EXERCISE MATERIAL
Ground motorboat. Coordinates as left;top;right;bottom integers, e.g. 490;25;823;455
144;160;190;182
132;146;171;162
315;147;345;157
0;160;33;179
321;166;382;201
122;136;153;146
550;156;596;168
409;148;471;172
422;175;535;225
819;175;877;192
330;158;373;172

EXERCISE DESCRIPTION
Please format the entries, starting at the beginning and ending at the line containing "819;175;877;192", as a two-column CSV with the headers text and answer. Give one row per entry, with each value in a single quoted field and any line breaks replaced by spaces.

RESULT
text,answer
"Ground motorboat. Coordinates as left;top;right;bottom integers, e.g. 490;25;823;455","144;160;190;182 132;146;171;162 315;147;345;157 0;160;33;179 321;166;382;201 122;136;153;146 550;156;596;168 409;148;471;172 422;175;535;225 819;175;877;192"